====== Supplied records ======
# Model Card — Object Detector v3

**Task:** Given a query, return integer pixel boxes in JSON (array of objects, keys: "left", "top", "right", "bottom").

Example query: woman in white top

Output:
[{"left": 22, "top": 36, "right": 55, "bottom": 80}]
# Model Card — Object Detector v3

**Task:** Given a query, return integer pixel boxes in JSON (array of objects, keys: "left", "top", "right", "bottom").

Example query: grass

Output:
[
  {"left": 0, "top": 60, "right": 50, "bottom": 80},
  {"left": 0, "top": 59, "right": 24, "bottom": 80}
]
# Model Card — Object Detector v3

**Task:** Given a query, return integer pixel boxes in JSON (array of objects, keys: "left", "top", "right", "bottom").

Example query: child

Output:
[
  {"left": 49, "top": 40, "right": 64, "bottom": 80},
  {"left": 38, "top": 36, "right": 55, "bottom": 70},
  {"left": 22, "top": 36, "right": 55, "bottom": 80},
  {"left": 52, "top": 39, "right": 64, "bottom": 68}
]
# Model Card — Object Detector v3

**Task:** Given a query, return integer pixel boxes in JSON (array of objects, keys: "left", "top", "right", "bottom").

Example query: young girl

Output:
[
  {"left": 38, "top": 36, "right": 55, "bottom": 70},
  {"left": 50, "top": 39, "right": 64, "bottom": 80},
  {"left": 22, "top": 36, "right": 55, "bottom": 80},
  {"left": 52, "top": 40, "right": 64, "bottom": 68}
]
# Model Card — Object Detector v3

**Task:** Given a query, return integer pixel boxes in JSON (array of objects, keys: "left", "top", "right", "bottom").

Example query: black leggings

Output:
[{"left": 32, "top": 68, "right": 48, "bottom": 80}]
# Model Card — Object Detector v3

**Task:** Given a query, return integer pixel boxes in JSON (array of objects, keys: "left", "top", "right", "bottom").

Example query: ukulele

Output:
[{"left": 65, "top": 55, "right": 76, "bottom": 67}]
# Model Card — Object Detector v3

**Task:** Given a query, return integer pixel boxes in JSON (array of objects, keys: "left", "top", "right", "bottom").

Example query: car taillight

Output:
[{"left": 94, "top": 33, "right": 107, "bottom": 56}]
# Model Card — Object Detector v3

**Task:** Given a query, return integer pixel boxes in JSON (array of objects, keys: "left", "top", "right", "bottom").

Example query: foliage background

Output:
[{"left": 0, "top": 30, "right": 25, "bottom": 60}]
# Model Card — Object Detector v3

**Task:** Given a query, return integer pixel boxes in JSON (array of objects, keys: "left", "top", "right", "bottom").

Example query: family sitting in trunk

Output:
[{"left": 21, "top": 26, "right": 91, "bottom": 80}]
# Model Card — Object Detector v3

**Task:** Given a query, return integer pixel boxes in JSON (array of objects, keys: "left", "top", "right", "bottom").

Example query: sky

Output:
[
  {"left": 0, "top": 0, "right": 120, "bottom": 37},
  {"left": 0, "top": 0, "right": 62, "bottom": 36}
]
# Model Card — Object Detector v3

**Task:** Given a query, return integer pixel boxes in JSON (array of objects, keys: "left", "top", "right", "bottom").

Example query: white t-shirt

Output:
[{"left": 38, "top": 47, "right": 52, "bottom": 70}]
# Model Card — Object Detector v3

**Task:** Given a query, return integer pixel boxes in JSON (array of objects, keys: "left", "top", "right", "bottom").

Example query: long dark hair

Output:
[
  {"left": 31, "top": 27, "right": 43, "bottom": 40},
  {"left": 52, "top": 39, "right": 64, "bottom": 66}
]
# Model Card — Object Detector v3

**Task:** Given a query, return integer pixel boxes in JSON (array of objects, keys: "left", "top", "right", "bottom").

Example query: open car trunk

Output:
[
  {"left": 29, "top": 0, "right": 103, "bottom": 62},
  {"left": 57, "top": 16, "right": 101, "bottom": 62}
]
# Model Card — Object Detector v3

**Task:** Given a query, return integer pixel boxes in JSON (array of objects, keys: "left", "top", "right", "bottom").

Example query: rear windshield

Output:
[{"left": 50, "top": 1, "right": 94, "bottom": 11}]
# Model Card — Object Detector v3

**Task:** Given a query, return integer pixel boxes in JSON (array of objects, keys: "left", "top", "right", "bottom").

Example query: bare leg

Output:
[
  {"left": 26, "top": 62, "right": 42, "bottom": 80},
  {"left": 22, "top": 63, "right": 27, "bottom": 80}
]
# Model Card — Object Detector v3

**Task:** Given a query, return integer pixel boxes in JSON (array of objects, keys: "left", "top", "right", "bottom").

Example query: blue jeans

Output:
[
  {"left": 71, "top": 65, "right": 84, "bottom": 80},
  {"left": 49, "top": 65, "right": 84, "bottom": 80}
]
======
====== Supplied records ======
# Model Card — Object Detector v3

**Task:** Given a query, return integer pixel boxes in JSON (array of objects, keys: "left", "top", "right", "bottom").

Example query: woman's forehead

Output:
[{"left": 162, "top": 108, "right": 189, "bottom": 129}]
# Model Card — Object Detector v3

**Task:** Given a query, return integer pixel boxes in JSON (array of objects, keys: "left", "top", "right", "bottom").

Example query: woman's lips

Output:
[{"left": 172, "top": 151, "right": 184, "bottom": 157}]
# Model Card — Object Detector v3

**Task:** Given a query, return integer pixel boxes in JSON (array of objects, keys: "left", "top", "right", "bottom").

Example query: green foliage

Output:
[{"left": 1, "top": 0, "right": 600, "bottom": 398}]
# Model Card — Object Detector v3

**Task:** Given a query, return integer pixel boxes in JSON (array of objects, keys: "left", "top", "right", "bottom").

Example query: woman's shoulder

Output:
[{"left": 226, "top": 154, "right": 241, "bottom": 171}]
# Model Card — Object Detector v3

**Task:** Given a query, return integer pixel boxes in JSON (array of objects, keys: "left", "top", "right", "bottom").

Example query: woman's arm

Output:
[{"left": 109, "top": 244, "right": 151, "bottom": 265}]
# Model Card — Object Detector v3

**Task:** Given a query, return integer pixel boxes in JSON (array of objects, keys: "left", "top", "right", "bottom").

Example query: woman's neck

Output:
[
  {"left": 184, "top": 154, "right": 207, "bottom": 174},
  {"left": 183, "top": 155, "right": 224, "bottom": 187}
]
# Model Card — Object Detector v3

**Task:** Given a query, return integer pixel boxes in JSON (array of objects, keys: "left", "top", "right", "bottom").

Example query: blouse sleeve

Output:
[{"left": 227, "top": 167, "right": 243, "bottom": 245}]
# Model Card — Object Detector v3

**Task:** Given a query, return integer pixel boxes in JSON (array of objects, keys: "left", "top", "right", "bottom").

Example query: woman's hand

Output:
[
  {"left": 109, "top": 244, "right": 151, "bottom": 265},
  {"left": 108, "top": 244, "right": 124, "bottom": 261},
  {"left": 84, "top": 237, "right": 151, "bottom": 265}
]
======
====== Supplied records ======
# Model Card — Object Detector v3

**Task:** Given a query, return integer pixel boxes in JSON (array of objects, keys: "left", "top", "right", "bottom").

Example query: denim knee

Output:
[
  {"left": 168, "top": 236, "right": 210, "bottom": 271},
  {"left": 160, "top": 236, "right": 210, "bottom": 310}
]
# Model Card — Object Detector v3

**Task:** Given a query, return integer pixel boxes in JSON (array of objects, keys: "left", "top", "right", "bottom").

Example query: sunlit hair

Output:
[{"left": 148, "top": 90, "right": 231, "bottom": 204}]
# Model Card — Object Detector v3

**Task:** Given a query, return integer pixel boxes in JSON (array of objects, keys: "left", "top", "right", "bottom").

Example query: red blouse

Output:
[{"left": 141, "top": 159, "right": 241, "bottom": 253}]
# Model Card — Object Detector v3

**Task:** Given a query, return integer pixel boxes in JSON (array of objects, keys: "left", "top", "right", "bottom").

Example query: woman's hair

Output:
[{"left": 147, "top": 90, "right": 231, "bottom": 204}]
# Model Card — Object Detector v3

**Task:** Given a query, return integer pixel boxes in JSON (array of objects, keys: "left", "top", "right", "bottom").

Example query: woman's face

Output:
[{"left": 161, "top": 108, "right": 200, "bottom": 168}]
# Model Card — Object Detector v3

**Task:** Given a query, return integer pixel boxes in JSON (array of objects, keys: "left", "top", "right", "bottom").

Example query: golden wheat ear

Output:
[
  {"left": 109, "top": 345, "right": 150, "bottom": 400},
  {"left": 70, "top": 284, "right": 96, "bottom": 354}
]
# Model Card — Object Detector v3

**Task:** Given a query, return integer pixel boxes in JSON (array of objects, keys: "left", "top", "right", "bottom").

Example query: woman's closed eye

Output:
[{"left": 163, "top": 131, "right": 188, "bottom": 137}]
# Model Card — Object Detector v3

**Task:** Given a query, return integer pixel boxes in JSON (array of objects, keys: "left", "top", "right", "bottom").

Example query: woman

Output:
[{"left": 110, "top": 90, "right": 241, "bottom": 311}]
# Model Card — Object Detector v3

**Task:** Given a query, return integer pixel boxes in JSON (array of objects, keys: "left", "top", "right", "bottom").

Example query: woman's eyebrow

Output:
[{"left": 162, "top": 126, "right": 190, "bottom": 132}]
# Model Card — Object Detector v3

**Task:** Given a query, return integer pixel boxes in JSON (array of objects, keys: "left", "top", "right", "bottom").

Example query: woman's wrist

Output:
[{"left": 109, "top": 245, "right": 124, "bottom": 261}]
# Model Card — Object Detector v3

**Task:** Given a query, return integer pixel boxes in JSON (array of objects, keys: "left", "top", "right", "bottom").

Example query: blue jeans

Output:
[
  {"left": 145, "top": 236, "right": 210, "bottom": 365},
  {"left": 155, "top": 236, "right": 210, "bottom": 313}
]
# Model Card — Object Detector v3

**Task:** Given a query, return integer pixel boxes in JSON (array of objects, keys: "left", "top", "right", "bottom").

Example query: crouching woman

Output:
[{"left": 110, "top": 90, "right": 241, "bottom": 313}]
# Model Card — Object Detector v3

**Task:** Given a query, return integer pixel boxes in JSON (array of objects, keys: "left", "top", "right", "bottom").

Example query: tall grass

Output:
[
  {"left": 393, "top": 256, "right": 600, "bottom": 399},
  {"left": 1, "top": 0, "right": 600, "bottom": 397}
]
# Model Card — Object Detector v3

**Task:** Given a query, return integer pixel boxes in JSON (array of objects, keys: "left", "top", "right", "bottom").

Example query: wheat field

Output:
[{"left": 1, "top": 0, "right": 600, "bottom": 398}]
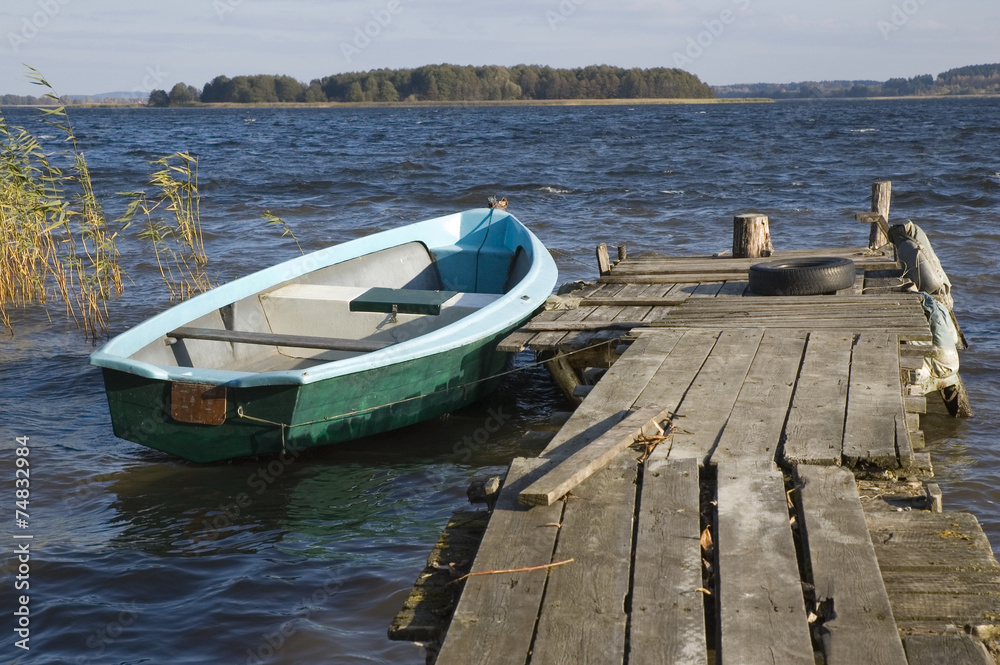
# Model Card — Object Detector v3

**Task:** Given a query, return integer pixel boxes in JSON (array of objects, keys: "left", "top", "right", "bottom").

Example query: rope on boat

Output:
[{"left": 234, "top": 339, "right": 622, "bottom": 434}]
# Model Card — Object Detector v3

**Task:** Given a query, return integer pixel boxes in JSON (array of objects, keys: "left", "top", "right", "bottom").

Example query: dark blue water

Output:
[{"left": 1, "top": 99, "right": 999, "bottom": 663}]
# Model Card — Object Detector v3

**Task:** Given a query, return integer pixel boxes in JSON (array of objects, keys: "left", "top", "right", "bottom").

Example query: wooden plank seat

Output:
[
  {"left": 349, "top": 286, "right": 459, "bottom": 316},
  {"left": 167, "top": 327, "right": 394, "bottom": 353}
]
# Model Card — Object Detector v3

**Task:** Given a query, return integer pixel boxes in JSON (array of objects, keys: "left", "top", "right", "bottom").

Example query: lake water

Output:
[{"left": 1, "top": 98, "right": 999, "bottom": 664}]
======
» **Instructions to follow**
Only lines with the word "blouse" should be collected from the material.

» **Your response**
Example query: blouse sleeve
Example query: red blouse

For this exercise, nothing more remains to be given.